§ REQUIREMENT
The number of lines holding the string "coordinates" is all that is wanted; count them in the records below.

§ RECORD EXCERPTS
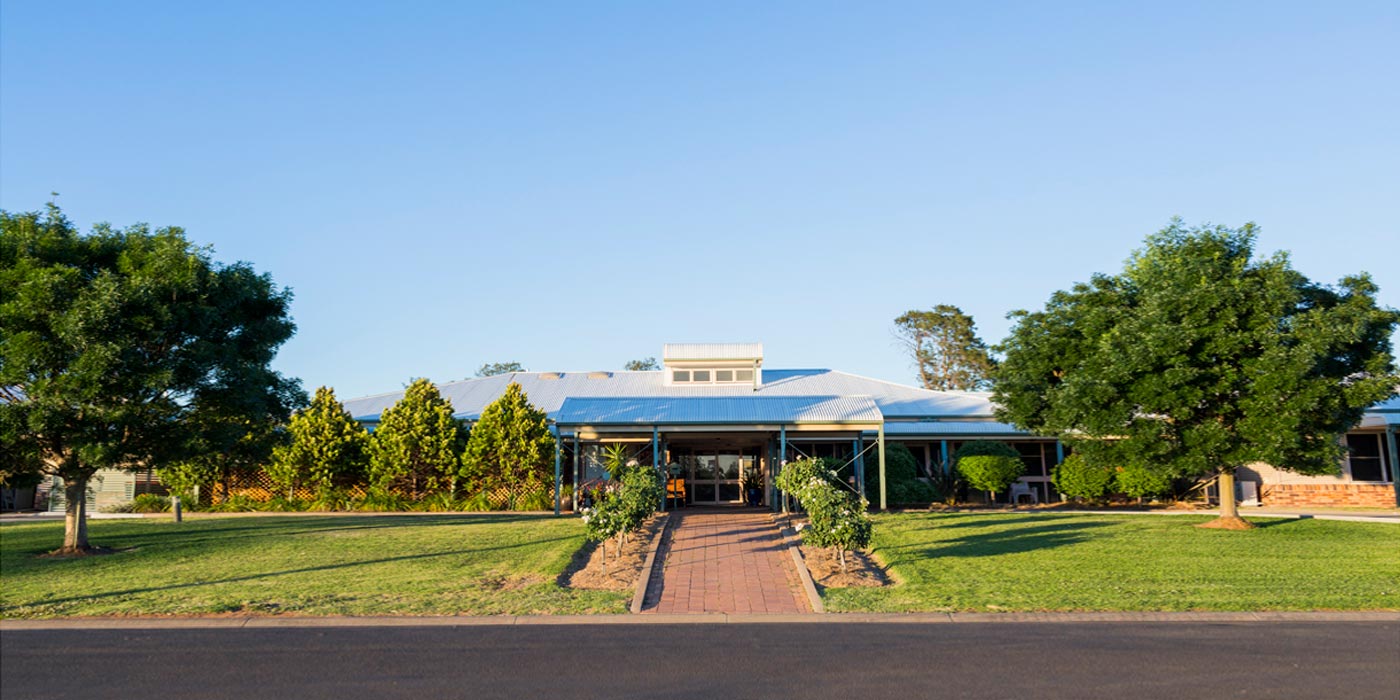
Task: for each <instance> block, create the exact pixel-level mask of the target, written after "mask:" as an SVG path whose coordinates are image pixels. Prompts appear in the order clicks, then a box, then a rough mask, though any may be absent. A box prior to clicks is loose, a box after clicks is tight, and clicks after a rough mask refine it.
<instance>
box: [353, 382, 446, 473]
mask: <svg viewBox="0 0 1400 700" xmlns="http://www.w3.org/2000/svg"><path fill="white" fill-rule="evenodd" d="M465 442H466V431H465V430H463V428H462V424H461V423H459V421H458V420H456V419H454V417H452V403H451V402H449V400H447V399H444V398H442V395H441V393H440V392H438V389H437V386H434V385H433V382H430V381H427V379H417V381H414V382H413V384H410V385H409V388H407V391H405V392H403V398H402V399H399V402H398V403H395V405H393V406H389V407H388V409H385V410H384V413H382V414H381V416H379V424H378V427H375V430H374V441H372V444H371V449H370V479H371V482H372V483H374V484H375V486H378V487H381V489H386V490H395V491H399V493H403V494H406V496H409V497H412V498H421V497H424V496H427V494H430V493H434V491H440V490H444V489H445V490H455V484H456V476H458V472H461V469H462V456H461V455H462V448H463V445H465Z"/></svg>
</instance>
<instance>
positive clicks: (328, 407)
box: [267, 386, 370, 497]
* * *
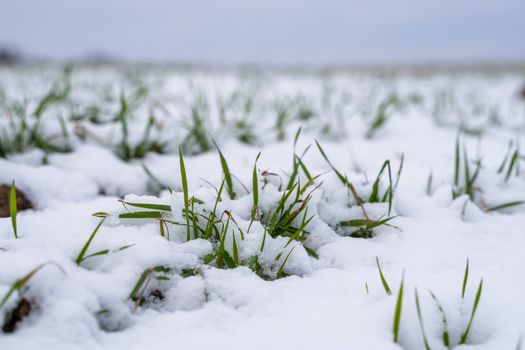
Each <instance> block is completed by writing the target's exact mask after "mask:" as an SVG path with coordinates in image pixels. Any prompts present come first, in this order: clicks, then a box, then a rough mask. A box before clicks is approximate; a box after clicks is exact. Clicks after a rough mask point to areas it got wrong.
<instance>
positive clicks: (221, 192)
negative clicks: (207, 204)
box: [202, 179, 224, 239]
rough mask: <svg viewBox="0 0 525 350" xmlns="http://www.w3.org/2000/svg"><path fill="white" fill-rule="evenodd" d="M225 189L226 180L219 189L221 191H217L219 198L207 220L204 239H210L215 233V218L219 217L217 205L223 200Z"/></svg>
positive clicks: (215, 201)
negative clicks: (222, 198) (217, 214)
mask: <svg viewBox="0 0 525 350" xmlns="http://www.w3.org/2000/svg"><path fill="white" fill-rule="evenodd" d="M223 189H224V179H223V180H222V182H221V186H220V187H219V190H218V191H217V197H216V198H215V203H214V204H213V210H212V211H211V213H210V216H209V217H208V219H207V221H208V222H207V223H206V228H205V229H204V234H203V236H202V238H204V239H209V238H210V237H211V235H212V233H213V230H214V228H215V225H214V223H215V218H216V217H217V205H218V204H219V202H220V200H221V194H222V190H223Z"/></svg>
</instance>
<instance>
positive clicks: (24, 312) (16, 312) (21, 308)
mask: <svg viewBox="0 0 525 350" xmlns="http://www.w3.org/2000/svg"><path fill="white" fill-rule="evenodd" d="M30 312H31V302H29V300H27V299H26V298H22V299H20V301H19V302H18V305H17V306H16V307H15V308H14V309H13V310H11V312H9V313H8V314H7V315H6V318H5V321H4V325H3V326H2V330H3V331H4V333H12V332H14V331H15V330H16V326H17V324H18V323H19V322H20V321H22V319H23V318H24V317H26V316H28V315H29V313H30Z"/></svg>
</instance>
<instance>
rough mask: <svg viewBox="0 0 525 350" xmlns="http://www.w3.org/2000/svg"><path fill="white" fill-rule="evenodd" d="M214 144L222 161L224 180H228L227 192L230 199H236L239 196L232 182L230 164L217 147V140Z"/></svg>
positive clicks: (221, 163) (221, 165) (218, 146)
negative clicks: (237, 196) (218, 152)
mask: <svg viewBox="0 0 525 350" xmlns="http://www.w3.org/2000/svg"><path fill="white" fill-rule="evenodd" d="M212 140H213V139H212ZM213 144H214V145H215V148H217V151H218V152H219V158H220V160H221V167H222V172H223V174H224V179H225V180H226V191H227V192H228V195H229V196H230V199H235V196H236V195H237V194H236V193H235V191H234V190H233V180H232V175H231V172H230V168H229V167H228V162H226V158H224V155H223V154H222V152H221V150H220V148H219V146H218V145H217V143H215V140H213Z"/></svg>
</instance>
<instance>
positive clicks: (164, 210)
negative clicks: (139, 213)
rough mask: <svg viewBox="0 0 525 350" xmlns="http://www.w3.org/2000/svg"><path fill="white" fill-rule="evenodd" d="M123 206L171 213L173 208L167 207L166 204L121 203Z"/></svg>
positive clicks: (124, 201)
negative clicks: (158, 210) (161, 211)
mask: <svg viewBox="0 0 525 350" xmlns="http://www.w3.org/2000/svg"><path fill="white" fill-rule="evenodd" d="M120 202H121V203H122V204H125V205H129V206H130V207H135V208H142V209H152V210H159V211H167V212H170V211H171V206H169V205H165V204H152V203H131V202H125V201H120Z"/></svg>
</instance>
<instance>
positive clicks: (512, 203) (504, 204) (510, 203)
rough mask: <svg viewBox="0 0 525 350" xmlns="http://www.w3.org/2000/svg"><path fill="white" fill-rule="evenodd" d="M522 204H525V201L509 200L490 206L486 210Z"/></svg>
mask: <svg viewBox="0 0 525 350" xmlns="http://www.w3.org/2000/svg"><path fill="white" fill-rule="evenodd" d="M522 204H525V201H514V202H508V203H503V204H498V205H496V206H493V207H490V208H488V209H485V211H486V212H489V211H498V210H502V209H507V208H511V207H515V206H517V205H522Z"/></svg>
--
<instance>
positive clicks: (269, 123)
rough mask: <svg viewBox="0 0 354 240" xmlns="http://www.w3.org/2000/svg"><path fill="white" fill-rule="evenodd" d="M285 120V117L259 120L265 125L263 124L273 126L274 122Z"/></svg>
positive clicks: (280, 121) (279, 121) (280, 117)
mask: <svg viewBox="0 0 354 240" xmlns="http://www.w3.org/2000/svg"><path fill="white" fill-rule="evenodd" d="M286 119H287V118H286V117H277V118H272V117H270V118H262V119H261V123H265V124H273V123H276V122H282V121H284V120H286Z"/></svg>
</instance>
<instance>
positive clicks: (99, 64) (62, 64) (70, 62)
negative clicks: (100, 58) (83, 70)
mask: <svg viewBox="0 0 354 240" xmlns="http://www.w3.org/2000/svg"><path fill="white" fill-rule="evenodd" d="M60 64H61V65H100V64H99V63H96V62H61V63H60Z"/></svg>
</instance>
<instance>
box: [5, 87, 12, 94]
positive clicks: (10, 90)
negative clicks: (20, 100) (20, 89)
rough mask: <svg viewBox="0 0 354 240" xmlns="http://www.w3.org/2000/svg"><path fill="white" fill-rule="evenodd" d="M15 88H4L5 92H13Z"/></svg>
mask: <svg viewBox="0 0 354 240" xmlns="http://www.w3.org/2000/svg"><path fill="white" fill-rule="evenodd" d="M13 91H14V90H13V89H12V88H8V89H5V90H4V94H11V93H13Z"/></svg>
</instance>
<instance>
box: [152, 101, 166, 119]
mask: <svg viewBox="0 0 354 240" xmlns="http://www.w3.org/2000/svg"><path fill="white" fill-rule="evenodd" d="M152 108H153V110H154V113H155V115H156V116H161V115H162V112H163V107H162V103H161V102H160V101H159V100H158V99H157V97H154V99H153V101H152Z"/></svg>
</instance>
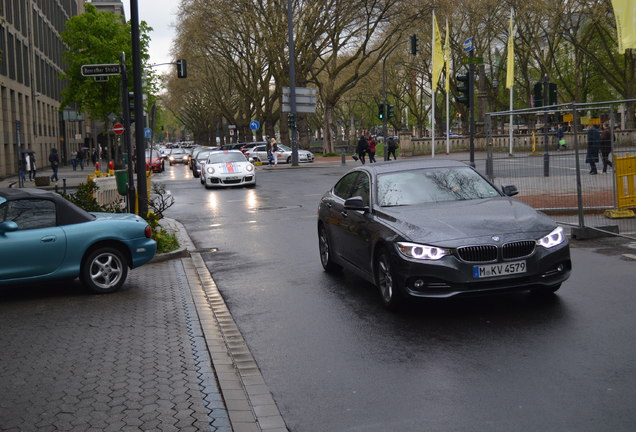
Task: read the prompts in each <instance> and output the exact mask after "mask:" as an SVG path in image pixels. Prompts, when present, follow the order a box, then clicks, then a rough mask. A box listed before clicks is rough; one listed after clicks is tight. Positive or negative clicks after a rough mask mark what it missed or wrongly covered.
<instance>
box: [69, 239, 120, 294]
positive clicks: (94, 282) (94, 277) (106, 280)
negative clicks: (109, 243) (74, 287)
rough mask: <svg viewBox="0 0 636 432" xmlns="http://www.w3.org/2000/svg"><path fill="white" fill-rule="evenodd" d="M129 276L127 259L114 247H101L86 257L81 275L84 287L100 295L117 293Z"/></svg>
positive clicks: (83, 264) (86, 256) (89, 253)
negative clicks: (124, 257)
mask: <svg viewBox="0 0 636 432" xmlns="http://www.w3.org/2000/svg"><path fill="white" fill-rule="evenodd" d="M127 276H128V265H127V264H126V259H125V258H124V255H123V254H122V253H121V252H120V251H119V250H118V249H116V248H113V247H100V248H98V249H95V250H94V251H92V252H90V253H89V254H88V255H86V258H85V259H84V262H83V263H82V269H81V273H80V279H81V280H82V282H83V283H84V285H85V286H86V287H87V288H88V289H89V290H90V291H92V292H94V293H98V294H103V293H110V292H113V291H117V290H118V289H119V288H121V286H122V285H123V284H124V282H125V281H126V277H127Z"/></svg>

§ ANSWER SECTION
2